%%
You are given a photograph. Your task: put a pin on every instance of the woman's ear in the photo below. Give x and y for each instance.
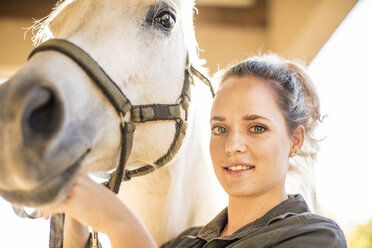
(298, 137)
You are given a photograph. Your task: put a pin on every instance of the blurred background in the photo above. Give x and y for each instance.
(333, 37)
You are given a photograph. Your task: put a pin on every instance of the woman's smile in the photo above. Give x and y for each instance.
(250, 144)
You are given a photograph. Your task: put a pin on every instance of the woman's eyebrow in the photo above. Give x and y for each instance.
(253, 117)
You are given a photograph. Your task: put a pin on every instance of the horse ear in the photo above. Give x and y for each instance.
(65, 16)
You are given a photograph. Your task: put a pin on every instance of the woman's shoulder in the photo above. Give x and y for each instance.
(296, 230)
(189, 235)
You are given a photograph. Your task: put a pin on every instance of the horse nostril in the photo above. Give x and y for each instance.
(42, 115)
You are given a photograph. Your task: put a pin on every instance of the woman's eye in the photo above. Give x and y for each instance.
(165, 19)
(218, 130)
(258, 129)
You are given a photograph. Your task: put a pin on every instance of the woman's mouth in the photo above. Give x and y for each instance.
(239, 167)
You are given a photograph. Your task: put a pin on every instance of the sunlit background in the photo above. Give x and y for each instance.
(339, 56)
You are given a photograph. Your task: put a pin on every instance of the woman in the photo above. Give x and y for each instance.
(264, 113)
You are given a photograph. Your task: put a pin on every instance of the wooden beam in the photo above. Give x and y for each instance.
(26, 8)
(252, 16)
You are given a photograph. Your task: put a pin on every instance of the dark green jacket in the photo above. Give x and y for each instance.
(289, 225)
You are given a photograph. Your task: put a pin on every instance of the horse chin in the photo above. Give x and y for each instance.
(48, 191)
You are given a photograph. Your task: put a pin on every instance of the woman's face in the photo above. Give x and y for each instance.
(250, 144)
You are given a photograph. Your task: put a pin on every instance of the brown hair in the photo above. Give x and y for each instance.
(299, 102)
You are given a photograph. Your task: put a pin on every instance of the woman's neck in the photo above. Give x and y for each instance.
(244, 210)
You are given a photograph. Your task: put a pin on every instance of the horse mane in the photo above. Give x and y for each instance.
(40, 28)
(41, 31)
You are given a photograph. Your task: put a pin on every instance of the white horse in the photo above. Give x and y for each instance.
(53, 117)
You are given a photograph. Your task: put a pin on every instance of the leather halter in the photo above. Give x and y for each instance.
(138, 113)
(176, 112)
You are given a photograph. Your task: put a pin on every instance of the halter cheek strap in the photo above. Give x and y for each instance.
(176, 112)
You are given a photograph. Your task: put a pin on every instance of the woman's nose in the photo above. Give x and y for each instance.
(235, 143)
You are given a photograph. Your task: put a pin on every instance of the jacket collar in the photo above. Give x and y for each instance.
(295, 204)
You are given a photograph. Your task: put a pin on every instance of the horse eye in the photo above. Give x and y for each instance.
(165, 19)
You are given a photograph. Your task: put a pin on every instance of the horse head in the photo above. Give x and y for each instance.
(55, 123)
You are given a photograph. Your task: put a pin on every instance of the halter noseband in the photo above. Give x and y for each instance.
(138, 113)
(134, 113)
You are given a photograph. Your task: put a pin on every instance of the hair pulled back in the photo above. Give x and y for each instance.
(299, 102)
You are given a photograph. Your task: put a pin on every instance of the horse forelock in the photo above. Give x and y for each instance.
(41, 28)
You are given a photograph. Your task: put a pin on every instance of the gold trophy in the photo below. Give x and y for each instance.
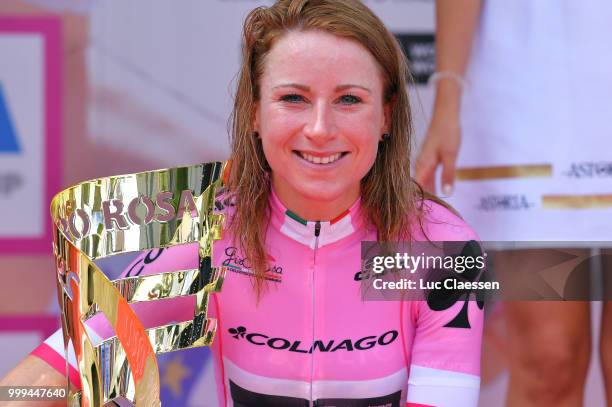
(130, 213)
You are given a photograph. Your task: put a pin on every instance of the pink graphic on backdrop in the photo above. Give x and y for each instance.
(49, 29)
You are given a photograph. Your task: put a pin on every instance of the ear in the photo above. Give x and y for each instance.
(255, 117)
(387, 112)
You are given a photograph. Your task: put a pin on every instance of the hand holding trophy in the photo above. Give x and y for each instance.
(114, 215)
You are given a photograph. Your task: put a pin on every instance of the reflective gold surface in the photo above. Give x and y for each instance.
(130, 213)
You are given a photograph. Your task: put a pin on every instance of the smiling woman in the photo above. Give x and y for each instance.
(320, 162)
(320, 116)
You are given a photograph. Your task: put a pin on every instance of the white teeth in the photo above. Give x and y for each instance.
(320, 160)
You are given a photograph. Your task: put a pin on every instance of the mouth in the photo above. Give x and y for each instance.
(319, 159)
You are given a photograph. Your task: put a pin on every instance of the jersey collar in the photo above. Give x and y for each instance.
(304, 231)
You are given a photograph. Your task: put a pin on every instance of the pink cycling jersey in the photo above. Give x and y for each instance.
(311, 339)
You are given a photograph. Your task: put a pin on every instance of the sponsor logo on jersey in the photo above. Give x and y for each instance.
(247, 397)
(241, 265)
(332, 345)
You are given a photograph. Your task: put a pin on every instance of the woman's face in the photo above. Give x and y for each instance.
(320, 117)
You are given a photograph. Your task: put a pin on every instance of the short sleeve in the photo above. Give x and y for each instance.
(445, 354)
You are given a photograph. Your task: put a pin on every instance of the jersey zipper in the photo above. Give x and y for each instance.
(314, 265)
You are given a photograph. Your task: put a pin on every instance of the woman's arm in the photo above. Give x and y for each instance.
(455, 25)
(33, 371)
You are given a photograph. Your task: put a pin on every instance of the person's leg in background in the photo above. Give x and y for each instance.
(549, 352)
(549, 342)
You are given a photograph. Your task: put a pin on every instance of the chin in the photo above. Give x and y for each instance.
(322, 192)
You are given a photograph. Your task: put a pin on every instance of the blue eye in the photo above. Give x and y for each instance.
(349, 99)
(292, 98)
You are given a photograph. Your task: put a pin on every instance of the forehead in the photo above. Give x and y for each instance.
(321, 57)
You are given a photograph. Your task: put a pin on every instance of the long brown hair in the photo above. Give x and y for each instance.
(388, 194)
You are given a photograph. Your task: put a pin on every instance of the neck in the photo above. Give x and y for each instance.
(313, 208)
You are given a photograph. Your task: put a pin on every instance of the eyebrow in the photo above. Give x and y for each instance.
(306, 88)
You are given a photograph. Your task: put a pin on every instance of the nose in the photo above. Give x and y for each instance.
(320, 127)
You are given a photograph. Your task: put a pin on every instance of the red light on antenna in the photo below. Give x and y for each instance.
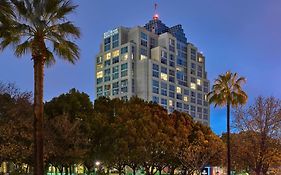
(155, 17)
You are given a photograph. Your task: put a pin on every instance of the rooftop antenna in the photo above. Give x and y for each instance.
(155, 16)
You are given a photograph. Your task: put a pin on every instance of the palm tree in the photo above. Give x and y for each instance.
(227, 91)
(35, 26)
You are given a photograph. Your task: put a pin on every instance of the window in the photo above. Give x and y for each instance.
%%
» **Work to be completed**: What is needed is an exact copy of every entry, minus the images.

» **Answer below**:
You are given a photograph. Your task: put a pin on every instance of the woman's ear in the photo below. Give x and y for each instance.
(298, 137)
You are given a photograph. Your task: put a pin on every instance of the blurred background in the photo above. Give x and y for each instance.
(333, 37)
You are given a photograph. Your task: put a pin on every instance of the woman's smile in the photo above. Give x and y for each instance.
(250, 144)
You are given a photograph. Your task: put a pin on every instance of the woman's eyebrow in the photo above. Give x and y for each instance.
(253, 117)
You are given a photograph. Your task: put a pin on every instance of the horse ear in the photo above. Give x and y for each instance.
(65, 16)
You are given a photograph. Your task: put a pin on every instance of the woman's shoulder in the photo above. Give x and y for each instance.
(296, 230)
(189, 235)
You are given a photograph. Your task: put a pin on every instance of the horse nostril in the photo above. Give x and y for each instance.
(42, 115)
You are given a photograph. Your task: put a pin on every instance of the woman's eye in the photo above. Give x and y for each instance.
(165, 19)
(218, 130)
(258, 129)
You are given a photograph. Your task: put a pin on every instance of the woman's mouth in the photo above. Give x and y for each instance.
(239, 167)
You are given a photograph. Your task: put a pin on every instance of the sunlit background in the photo above. Give x and y for each instance.
(339, 56)
You are given a photograph. Your task: put a pin on every instance of the woman in the photo above. Give x and y for each instance.
(264, 113)
You are given a photograph. Your task: put a pin on every instance of the wooden beam in the photo above. Give x and y for each instance.
(26, 8)
(252, 16)
You are given a photograph. Your task: put a pin on every instance of the dark green jacket in the photo above. Give x and y for each instance.
(289, 225)
You are given a photograph. Your task: put a pin on every instance of the horse chin in the photo above. Give x and y for each instance.
(48, 191)
You are given a photograph. Your task: put a pin on every instance of the woman's face in the photo above. Give x and y for each instance.
(250, 144)
You are given a photograph. Your task: put a pin on every instance of the brown hair in the photo above. Give x and y for each instance.
(299, 102)
You are given a photograph. Your task: put a pin on every instance of the woman's neck in the photo above. Give x and y for each instance.
(244, 210)
You are given a photograph. Your task: put a pin on every instance of the horse mane in the photo above. Give x and y for each instance.
(40, 28)
(41, 31)
You are given a photograph. Your task: put a pin on every instance of the white horse in the photo above. Give x and y for each instance.
(53, 117)
You are given a photograph. Your task: put a pin on every instance of the leather halter in the photo above. Give x and y for each instance.
(138, 113)
(176, 112)
You are given a photograph. Your task: put a pin on every instance of the halter cheek strap in the photo above. Give x and y for each instance.
(176, 112)
You are given a photograph. Your task: put a pin on every instance of the woman's nose in the photo above. Give x and y for each instance.
(235, 143)
You are given a photograph. Your task: put a pin on every instance of the jacket collar in the photo above. Give x and y for each instance.
(295, 204)
You are given a photograph. Your task: put a pin on every instance of the horse eye in the photo above. Give x and y for each instance.
(165, 19)
You are given a photograph. Your task: put a pin on every instance of the horse head in the photo above. Give x and y for each instance.
(55, 123)
You are given a photograph. Your task: put a pin on every instance of the halter noseband in the photo above. Give x and y for each instance.
(138, 113)
(134, 113)
You are given a photograph. Your task: put a pin on every instance of the hair pulled back in the photo above. Give x and y for each instance.
(299, 102)
You are given a photograph. Your task: put a pin on every instance of the horse forelock in the photo above. Give x and y for each instance.
(41, 28)
You are given a photograph. Your task: put a pin on every instance of the gold trophy in the photo below. Give x and y for each instance.
(130, 213)
You are given a photograph. Your task: put a pin on every instance of the pink graphic on backdrop in the photo above. Give x and y for each instance.
(49, 29)
You are given a photograph. Your task: put a pin on every instance of the ear in the photo above. Give x and y for each instance.
(255, 117)
(387, 112)
You are given a photograph. Your task: put a pin on every instance of the hand holding trophy in the photo above. Give x and y for each instance.
(114, 215)
You are given a photograph. Your task: put a pin on every instance of the reflective gold surface in the photo above. Give x and y for each instance.
(130, 213)
You are given a photograph. Your task: put a pin on every instance of the smiling woman in the photo above. Give x and y for each instance.
(320, 162)
(320, 116)
You are given a photograph. Your task: put a pin on every instance of the white teeth in the photo above. Give x and y for each instance.
(320, 160)
You are given a photograph. Your task: put a pin on every instance of the mouth in the photo above. Give x and y for each instance.
(319, 159)
You are given a photograph. Your task: put a pin on every instance of the jersey collar in the photo above. Give x and y for each instance.
(304, 231)
You are given a photograph. Your task: put a pin on every instance of the pink cycling jersey in the photo above. Give x and y for each instance.
(311, 339)
You are given a photograph. Your task: put a pin on every instance of the sponsor logo on jersey in the photo above. Give x and y for each instance.
(247, 397)
(241, 265)
(332, 345)
You are given a photograph. Your task: put a pin on every instance of the woman's face in the photo above. Give x and y for each instance.
(320, 117)
You are given a photograph. Your task: put a pin on every instance of the short sleeve in the photo above. Give x and y for each instance.
(445, 354)
You are given a photograph. Your task: put a pin on every instance of the jersey zipper in the photo above. Give x and y for each instance.
(314, 265)
You are given a photograph. Your task: put a pin on every instance of the woman's arm in the photo above. Give x and y for each instance.
(455, 25)
(33, 371)
You are given a photograph. Your task: put a pin on every instance of the person's leg in background in the photo above. Give x and y for each instance.
(549, 352)
(549, 342)
You are given a photograph. Your task: put a pin on every instance of the chin in the photo above. Give x and y for each instance.
(322, 192)
You are given a photograph. Your task: put a pin on every instance of the blue eye in the photo above. Give x and y for each instance.
(349, 99)
(292, 98)
You are given a photograph. Your task: put a pin on every instance of the forehead in the photo above. Give x and y for each instance.
(321, 57)
You are given a photograph. Your task: put a pin on every instance of the long brown hair in the photo above. Give x and y for each instance.
(388, 194)
You are given a photograph. Your task: put a pin on every instance of the neck in the photo above. Give x and y for each instance.
(313, 208)
You are given a photograph. Your task: put a pin on every instance of the eyebrow in the photo above. Give x and y for each instance.
(306, 88)
You are given a photograph. Your task: put a pin on every instance of the nose in the photo above. Give x and y for each instance.
(320, 127)
You are given a photograph. Your task: put a pin on every instance of the red light on antenna in the photo below. Give x and y for each instance.
(155, 17)
You are given a photograph. Your task: put a pin on every instance of the rooftop antenna in the photo above. Give x and y for each instance.
(155, 16)
You are given a photograph. Your task: put a pin on every instance of the palm tree in the photo above. Give x and y for each instance.
(227, 91)
(35, 26)
You are given a photograph. Your task: put a pin on every instance of the window in the photo above. Give x and y for each instance.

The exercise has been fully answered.